What is asked:
Transcribe the stretch of the Spark and Hadoop discussion from "Posted 2014-06-17T20:48:35.267" through "rather the point.".

----- Selected passage

What are the use cases for Apache Spark vs Hadoop

27

19

With Hadoop 2.0 and YARN Hadoop is supposedly no longer tied only map-reduce solutions. With that advancement, what are the use cases for Apache Spark vs Hadoop considering both sit atop of HDFS? I've read through the introduction documentation for Spark, but I'm curious if anyone has encountered a problem that was more efficient and easier to solve with Spark compared to Hadoop.

idclark

Posted 2014-06-17T20:48:35.267

Reputation: 283

Answers

36

Hadoop means HDFS, YARN, MapReduce, and a lot of other things. Do you mean Spark vs MapReduce? Because Spark runs on/with Hadoop, which is rather the point.

The primary reason to use Spark is for speed, and this comes from the fact that its execution can keep data in memory between stages rather than always persist back to HDFS after a Map or Reduce. This advantage is very pronounced for iterative computations, which have tens of stages each of which is touching the same data. This is where things might be "100x" faster. For simple, one-pass ETL-like jobs for which MapReduce was designed, it's not in general faster.

Another reason to use Spark is its nicer high-level language compared to MapReduce. It provides a functional programming-like view that mimics Scala, which is far nicer than writing MapReduce code. (Although you have to either use Scala, or adopt the slightly-less-developed Java or Python APIs for Spark). Crunch and Cascading already provide a similar abstraction on top of MapReduce, but this is still an area where Spark is nice.

Finally Spark has as-yet-young but promising subprojects for ML, graph analysis, and streaming, which expose a similar, coherent API. With MapReduce, you would have to turn to several different other projects for this (Mahout, Giraph, Storm). It's nice to have it in one package, albeit not yet 'baked'.

----------
----- Supplied records

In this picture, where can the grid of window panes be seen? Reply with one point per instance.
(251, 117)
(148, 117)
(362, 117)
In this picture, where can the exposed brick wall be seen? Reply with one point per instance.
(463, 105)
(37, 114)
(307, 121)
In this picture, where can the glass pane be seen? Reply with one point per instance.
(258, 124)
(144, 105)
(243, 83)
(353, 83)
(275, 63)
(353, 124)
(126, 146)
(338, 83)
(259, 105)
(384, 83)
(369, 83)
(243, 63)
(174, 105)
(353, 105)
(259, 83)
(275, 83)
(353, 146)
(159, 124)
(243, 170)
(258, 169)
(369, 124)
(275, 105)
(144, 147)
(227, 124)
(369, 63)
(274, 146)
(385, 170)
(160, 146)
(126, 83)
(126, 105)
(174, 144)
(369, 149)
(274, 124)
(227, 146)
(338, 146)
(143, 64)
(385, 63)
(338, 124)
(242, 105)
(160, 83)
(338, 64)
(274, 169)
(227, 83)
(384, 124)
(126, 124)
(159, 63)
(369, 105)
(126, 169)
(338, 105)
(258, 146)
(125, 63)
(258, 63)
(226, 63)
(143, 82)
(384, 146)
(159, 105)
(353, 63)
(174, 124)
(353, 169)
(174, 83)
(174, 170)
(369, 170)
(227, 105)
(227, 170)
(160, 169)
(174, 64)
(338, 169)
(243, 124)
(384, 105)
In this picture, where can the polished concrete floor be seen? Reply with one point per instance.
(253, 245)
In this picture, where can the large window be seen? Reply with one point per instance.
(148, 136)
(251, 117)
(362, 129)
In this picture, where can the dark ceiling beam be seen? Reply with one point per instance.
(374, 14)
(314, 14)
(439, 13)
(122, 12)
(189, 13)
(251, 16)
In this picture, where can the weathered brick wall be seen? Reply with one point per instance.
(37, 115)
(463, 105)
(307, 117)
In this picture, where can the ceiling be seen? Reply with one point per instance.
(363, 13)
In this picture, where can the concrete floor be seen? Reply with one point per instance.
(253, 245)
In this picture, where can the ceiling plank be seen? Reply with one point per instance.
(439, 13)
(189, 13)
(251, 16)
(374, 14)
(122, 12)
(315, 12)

----------

Task response:
Posted 2014-06-17T20:48:35.267

Reputation: 283

Answers

36

Hadoop means HDFS, YARN, MapReduce, and a lot of other things. Do you mean Spark vs MapReduce? Because Spark runs on/with Hadoop, which is rather the point.